Lay out the part of the material that starts with the line containing "locate: large standing" and runs to the end as a JSON list of strings. Use one string per line and leave out any blank lines.
>> start Material
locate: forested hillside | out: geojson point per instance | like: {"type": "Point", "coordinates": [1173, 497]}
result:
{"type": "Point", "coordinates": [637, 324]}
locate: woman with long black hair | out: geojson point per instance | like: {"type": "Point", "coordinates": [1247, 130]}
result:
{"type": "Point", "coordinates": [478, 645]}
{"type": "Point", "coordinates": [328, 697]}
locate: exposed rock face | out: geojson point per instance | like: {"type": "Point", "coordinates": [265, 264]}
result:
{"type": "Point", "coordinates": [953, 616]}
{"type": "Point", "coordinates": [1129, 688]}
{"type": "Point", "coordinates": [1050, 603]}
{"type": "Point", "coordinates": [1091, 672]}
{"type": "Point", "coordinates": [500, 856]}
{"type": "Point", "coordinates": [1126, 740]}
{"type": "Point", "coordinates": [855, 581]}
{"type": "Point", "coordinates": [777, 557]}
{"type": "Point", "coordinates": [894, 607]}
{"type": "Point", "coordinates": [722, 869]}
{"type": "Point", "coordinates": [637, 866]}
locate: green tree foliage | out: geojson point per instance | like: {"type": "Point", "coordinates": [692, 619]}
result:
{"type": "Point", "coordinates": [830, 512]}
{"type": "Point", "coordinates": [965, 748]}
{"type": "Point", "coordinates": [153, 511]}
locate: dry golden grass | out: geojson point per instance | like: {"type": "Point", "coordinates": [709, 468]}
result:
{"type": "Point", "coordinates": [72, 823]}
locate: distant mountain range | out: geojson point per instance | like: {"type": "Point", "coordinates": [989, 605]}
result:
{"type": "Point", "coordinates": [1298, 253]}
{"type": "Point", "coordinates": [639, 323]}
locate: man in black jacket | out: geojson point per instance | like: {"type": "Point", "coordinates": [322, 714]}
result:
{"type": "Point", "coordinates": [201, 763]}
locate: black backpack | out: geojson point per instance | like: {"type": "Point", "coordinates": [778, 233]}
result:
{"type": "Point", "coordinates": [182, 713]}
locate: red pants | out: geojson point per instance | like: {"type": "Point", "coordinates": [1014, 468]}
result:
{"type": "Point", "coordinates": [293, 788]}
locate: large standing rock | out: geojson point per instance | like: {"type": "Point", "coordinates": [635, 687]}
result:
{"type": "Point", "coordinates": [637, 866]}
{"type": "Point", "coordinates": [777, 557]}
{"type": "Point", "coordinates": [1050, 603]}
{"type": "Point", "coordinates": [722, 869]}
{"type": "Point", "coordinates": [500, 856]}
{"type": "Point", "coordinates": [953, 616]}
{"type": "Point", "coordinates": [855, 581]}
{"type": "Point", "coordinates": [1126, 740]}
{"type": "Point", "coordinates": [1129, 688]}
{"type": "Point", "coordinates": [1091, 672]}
>> end Material
Response to this task:
[
  "locate: large standing rock | out: geojson point per instance | like: {\"type\": \"Point\", \"coordinates\": [635, 687]}",
  "result:",
  "{\"type\": \"Point\", \"coordinates\": [637, 866]}",
  "{\"type\": \"Point\", \"coordinates\": [777, 557]}",
  "{\"type\": \"Point\", \"coordinates\": [1050, 603]}",
  "{\"type\": \"Point\", \"coordinates\": [722, 869]}",
  "{\"type\": \"Point\", \"coordinates\": [500, 856]}",
  "{\"type\": \"Point\", \"coordinates\": [953, 616]}",
  "{\"type\": \"Point\", \"coordinates\": [855, 581]}",
  "{\"type\": \"Point\", \"coordinates\": [1126, 740]}",
  "{\"type\": \"Point\", \"coordinates\": [1129, 688]}",
  "{\"type\": \"Point\", \"coordinates\": [1091, 672]}"
]